== Set task ==
Output each entry verbatim and exclude every picture from it.

========================================================================

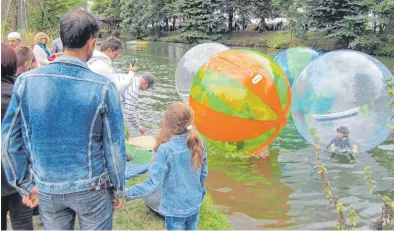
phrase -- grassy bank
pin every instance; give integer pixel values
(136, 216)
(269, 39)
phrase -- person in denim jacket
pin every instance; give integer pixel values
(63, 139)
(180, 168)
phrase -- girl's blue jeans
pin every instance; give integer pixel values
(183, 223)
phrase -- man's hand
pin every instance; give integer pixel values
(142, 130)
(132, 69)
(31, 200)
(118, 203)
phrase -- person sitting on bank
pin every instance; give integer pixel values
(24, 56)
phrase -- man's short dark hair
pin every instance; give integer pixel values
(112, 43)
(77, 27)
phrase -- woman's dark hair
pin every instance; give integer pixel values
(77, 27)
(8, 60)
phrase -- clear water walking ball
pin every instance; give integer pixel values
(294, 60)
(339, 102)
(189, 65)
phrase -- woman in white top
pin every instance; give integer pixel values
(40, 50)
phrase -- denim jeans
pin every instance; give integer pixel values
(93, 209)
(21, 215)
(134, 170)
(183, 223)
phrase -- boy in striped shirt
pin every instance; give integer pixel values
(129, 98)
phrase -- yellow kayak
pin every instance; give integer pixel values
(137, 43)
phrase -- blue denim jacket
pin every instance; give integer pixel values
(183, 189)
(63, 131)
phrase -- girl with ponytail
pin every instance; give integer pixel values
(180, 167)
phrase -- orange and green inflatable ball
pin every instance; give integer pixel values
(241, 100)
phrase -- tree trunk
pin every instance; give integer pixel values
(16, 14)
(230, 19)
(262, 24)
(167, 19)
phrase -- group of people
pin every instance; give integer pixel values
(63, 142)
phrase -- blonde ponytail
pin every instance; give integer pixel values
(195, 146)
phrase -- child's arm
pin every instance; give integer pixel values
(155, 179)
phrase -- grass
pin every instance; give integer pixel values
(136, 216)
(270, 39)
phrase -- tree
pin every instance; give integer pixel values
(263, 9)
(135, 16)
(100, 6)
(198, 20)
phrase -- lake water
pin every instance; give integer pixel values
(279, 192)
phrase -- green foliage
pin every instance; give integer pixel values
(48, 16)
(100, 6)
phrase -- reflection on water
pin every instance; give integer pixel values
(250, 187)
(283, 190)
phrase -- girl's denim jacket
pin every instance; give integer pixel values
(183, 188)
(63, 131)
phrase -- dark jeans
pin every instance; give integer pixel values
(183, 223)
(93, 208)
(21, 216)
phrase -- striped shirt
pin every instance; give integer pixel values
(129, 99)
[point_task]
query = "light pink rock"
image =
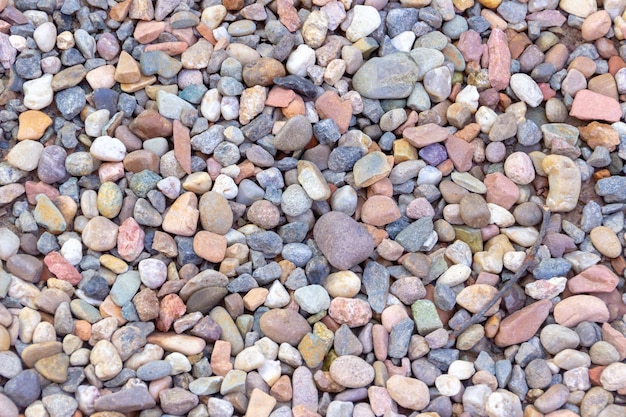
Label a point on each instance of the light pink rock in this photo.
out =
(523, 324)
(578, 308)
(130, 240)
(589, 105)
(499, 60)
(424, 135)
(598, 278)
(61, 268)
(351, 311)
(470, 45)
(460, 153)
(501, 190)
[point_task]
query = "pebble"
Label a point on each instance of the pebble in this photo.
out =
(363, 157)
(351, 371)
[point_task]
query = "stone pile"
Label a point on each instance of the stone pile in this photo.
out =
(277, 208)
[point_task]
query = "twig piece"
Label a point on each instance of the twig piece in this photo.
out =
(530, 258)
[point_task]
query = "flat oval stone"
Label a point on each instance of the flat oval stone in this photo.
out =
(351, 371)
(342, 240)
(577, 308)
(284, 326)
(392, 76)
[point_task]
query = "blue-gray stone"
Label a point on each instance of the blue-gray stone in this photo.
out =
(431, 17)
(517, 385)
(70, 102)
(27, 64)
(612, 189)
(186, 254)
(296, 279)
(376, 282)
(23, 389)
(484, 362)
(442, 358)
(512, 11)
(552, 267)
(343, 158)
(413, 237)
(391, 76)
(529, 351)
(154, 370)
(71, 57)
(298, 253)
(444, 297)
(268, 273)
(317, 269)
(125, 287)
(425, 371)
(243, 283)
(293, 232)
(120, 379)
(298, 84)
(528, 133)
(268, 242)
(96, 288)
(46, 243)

========================================================================

== The solution ==
phrase -- grassy bank
pin every instance; give integer pixel values
(136, 216)
(269, 39)
phrase -- person in denim jacket
pin every instance; give integer pixel values
(63, 139)
(180, 168)
phrase -- girl's blue jeans
pin every instance; give integer pixel values
(183, 223)
phrase -- man's hand
pin every instance; give integer pixel values
(142, 130)
(132, 69)
(31, 200)
(118, 203)
phrase -- person sitting on bank
pin every instance; give integer pixel values
(24, 56)
phrase -- man's short dark hair
pin every instance; give integer pixel values
(112, 43)
(77, 27)
phrase -- woman's dark hair
pin every instance; give integer pixel values
(77, 27)
(8, 60)
phrase -- clear water walking ball
pin every instance; give integer pixel values
(294, 60)
(339, 102)
(189, 65)
phrase -- woman in white top
pin every instance; give integer pixel values
(40, 50)
phrase -- denim jeans
pin every instance; give integer pixel values
(93, 209)
(21, 215)
(134, 170)
(183, 223)
phrase -- boy in striped shirt
pin every instance; give integer pixel values
(129, 98)
phrase -- yellow kayak
pin every instance; give integer pixel values
(137, 43)
phrase -- blue denim jacket
pin every instance; give integer pixel values
(183, 189)
(63, 131)
phrase -- girl with ponytail
pin every instance; give integer pixel values
(180, 167)
phrase -- orange and green inflatable ball
pin every instance; give integer pixel values
(241, 100)
phrase -- tree trunk
pin every instance; give integer pixel values
(16, 14)
(230, 19)
(262, 24)
(167, 19)
phrase -- group of people
pin every instance; give integer pixel values
(63, 142)
phrase -- blonde ponytail
pin every instance; give integer pixel values
(195, 146)
phrase -- child's arm
pin every instance; give integer pixel values
(155, 179)
phrase -- grass
pin every instance; give integer pixel values
(136, 216)
(270, 39)
phrase -- tree
pin every instance; give integer pixel values
(263, 9)
(135, 16)
(100, 6)
(198, 20)
phrase -- lake water
pin every instance; give integer pixel values
(279, 192)
phrase -- green foliage
pin every instance; give integer pixel values
(48, 16)
(100, 6)
phrase -- reflection on water
pin every instance; give integer pixel values
(250, 187)
(283, 190)
phrase -- girl's denim jacket
pin every instance; give integer pixel values
(183, 188)
(63, 131)
phrase -- dark jeans
pin every instance; give integer pixel values
(183, 223)
(93, 208)
(21, 216)
phrase -- striped shirt
pin every instance; give integer pixel values
(129, 99)
[point_task]
query = "light pink rock"
image =
Label a point on each instance of the light pink rock in this photo.
out =
(523, 324)
(578, 308)
(130, 240)
(589, 105)
(499, 60)
(424, 135)
(598, 278)
(61, 268)
(351, 311)
(470, 45)
(460, 153)
(501, 190)
[point_task]
query = "pebble"
Label a point on each instance of the pebble in this photo.
out =
(363, 157)
(351, 371)
[point_task]
query = "stone pile"
Label a point on each instance of the stone pile in this photo.
out =
(277, 208)
[point_task]
query = "twig piece"
Label a point on each instance of the twig piece in this photo.
out =
(530, 258)
[point_task]
query = "flat oval stone"
Label a point on each instance of the flat oval stone in this photo.
out =
(351, 371)
(342, 240)
(577, 308)
(284, 326)
(392, 76)
[point_task]
query = "blue-gray stone"
Label a point on each instance of the blue-gray stone in this photo.
out =
(431, 17)
(517, 385)
(70, 102)
(27, 64)
(612, 189)
(186, 254)
(296, 279)
(376, 282)
(23, 389)
(484, 362)
(442, 358)
(512, 11)
(552, 267)
(343, 158)
(413, 237)
(391, 76)
(529, 351)
(154, 370)
(71, 57)
(298, 253)
(444, 297)
(268, 273)
(317, 269)
(125, 287)
(425, 371)
(243, 283)
(293, 232)
(120, 379)
(298, 84)
(528, 133)
(268, 242)
(96, 288)
(46, 243)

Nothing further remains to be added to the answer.